◆ **What to produce**: Reproduce word for word the lines of the records that begin at the line containing "trace **grass field**, every instance" and stop after the line containing "221 162 L 222", including both of those lines and nothing else.

Rows from a dataset
====
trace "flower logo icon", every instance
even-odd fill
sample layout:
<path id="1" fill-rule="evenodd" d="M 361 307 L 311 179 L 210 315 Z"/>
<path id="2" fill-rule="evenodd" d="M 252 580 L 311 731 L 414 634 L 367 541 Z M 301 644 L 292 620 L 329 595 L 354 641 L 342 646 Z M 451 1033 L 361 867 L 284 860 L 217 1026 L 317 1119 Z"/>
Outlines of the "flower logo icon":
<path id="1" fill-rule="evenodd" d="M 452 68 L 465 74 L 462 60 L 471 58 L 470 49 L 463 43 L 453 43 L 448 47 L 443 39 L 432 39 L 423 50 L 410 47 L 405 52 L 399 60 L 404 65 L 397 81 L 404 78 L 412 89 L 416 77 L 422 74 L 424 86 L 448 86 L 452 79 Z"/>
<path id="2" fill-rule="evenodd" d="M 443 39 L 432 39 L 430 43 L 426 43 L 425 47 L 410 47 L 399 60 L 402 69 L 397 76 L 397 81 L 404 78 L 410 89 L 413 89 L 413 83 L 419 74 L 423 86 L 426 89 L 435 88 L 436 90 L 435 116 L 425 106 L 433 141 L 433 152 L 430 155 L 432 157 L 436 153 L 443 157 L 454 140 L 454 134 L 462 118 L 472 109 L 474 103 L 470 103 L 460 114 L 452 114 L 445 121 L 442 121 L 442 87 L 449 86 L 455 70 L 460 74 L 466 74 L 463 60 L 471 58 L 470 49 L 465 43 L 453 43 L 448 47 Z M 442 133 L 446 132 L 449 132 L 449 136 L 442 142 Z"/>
====
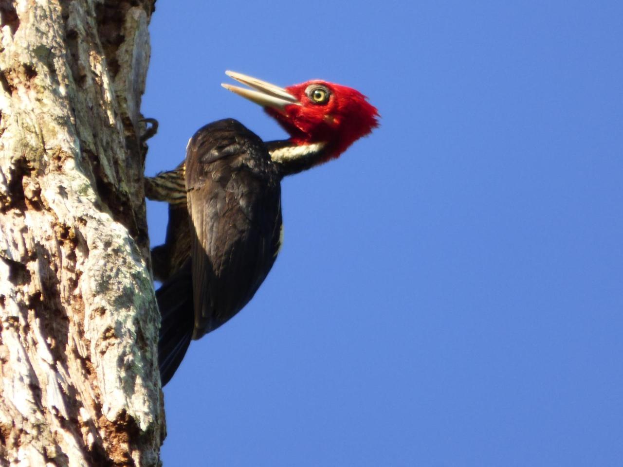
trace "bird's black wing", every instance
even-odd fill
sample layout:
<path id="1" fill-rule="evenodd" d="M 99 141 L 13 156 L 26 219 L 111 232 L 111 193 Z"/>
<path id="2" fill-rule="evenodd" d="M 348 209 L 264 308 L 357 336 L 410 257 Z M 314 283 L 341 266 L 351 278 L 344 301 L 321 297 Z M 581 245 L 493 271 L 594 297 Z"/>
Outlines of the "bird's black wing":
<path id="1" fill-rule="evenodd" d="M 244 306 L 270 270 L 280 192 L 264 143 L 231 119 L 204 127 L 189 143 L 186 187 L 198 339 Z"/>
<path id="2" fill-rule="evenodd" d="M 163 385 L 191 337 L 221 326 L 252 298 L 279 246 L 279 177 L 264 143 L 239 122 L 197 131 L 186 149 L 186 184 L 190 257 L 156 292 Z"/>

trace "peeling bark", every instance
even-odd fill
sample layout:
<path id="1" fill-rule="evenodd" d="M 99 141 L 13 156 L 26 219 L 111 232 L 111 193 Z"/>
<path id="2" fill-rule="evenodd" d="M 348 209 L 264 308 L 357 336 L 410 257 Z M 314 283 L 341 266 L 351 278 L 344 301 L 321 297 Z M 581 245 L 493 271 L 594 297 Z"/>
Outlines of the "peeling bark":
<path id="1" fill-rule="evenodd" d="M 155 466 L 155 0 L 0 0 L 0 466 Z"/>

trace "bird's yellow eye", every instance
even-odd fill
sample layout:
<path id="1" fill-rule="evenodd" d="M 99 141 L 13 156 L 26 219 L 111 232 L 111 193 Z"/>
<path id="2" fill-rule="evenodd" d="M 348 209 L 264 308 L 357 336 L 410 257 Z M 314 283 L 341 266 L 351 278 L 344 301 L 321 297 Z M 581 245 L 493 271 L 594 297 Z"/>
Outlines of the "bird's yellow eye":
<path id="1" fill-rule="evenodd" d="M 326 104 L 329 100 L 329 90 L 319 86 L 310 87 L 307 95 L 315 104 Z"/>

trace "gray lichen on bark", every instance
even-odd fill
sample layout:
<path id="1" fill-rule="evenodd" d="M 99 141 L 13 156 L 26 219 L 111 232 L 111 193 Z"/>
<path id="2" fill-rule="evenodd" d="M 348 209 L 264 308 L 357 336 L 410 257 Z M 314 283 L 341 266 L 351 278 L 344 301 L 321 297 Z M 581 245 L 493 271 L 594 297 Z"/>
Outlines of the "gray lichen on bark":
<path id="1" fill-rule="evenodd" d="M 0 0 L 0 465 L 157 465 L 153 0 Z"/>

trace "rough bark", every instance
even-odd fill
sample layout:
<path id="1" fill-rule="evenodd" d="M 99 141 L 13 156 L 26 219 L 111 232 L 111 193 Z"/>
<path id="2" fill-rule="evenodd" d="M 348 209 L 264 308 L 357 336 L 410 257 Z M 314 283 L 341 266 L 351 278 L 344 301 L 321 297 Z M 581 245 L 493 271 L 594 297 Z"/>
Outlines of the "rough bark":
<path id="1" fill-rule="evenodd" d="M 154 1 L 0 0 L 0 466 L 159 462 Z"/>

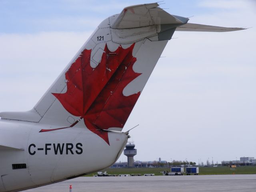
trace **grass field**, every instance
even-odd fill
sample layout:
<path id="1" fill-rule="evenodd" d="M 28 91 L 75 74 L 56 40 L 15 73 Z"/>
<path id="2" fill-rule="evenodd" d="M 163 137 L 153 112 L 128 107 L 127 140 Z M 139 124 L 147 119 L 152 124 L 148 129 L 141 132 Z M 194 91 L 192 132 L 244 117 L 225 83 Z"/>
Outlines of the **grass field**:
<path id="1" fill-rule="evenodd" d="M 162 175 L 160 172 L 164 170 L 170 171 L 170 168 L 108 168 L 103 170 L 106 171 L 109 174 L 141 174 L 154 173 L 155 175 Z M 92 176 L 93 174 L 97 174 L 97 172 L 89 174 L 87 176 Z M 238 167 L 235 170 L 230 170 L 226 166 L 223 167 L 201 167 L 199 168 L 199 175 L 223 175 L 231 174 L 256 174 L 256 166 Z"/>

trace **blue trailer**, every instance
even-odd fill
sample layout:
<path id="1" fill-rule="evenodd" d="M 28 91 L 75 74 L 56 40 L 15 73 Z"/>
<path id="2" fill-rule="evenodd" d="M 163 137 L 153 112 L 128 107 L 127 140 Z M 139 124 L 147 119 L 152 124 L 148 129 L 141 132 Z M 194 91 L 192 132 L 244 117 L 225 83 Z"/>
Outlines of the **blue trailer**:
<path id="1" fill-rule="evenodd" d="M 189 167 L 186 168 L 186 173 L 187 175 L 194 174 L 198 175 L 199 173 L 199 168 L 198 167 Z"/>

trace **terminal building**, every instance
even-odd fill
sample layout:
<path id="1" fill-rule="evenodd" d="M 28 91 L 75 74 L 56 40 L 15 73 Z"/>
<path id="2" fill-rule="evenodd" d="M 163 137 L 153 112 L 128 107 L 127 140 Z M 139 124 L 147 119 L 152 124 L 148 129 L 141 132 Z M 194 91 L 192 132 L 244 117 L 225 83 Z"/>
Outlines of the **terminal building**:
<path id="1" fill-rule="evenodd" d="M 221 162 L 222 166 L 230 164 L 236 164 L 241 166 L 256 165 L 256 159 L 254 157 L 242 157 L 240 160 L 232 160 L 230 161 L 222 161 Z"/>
====
◆ **Answer to this task**:
trace **grass field**, every instance
even-odd fill
sample layout:
<path id="1" fill-rule="evenodd" d="M 28 91 L 75 74 L 56 40 L 15 73 Z"/>
<path id="2" fill-rule="evenodd" d="M 163 137 L 153 112 L 128 107 L 127 140 Z M 139 124 L 147 119 L 152 124 L 148 129 L 141 132 Z M 194 91 L 192 132 L 244 117 L 225 83 Z"/>
Outlines of the **grass field**:
<path id="1" fill-rule="evenodd" d="M 162 175 L 160 172 L 164 170 L 170 171 L 170 168 L 108 168 L 103 170 L 106 171 L 109 174 L 141 174 L 154 173 L 155 175 Z M 92 176 L 93 174 L 97 174 L 97 172 L 89 174 L 87 176 Z M 238 167 L 235 170 L 230 170 L 226 166 L 223 167 L 201 167 L 199 168 L 199 175 L 223 175 L 231 174 L 256 174 L 256 166 Z"/>

trace **blue trailer**, every instance
even-odd fill
sample layout:
<path id="1" fill-rule="evenodd" d="M 28 91 L 75 74 L 56 40 L 15 73 Z"/>
<path id="2" fill-rule="evenodd" d="M 163 137 L 153 112 L 128 107 L 127 140 Z M 139 124 L 147 119 L 152 124 L 148 129 L 141 132 Z M 194 91 L 192 132 L 244 117 L 225 83 Z"/>
Outlines of the **blue trailer**:
<path id="1" fill-rule="evenodd" d="M 189 167 L 186 168 L 186 173 L 187 175 L 194 174 L 198 175 L 199 173 L 199 168 L 198 167 Z"/>

trace **terminal building**, every instance
even-odd fill
sample layout:
<path id="1" fill-rule="evenodd" d="M 28 91 L 75 74 L 56 40 L 15 73 Z"/>
<path id="2" fill-rule="evenodd" d="M 163 137 L 153 112 L 128 107 L 127 140 Z M 139 124 L 147 119 L 152 124 L 148 129 L 141 132 Z M 194 91 L 192 132 L 244 117 L 225 83 Z"/>
Outlines of the **terminal building**:
<path id="1" fill-rule="evenodd" d="M 221 162 L 222 166 L 230 164 L 236 164 L 241 166 L 256 165 L 256 159 L 254 157 L 242 157 L 240 160 L 232 160 L 230 161 L 222 161 Z"/>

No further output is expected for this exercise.